> **Work request**
From the records that follow, copy every line in which "balcony" appears.

> **Available data**
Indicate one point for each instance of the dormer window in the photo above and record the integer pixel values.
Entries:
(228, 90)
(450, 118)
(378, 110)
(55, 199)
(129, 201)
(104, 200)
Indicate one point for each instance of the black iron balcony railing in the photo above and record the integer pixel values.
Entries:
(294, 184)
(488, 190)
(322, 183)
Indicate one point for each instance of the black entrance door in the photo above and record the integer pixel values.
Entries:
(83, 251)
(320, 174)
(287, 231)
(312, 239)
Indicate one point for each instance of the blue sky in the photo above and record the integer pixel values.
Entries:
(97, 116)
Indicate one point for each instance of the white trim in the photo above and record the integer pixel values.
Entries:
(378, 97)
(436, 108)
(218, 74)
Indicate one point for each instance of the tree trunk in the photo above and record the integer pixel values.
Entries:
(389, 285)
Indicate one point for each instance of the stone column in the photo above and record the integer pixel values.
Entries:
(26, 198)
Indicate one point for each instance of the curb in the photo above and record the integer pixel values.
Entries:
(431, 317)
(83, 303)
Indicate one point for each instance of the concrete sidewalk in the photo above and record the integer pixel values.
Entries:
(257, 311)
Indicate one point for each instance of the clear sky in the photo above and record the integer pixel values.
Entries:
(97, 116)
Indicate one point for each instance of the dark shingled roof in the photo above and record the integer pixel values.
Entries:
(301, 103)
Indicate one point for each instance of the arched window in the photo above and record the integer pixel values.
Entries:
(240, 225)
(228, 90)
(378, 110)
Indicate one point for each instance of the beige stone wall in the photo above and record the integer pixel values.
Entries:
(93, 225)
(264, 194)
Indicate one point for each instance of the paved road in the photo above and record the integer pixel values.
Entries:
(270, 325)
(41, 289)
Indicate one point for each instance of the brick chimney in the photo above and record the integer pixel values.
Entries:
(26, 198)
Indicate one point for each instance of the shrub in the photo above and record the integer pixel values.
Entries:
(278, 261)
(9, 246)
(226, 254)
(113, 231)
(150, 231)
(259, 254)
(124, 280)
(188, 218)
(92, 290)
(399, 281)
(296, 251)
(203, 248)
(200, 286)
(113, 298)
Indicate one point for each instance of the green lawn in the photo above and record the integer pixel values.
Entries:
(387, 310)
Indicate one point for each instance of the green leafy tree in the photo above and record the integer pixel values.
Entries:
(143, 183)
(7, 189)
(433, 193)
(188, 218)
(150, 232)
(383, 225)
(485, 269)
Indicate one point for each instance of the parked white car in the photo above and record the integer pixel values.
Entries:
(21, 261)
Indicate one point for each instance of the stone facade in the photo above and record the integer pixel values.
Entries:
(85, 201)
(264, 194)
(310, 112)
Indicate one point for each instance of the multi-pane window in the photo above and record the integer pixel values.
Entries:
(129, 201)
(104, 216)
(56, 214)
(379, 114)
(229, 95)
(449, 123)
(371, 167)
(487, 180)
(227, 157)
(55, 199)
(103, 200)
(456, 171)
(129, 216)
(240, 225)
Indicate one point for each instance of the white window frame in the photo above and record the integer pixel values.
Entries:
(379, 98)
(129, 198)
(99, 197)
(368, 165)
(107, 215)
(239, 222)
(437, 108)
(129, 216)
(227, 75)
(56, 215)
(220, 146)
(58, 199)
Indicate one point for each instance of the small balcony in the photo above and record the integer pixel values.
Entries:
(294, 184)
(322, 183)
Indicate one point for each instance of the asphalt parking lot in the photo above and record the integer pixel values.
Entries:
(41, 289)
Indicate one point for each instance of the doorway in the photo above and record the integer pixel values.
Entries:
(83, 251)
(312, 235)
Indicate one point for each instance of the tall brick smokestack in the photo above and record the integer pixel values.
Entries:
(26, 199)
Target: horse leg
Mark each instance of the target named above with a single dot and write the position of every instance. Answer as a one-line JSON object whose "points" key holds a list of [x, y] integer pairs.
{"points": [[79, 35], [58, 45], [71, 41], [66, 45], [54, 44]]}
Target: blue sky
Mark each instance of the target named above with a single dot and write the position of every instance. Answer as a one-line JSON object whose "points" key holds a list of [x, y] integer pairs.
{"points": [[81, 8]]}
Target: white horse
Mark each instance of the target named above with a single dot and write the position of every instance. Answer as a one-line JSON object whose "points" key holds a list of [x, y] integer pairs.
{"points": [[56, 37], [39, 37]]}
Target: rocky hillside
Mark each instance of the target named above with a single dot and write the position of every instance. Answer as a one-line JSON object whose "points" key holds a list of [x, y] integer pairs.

> **Response to the task**
Indicate one point for each instance of the black iron balcony railing in the photo above and record the integer pixel values.
Indicate one point for each instance of the small balcony in the photo above and record the integer pixel values.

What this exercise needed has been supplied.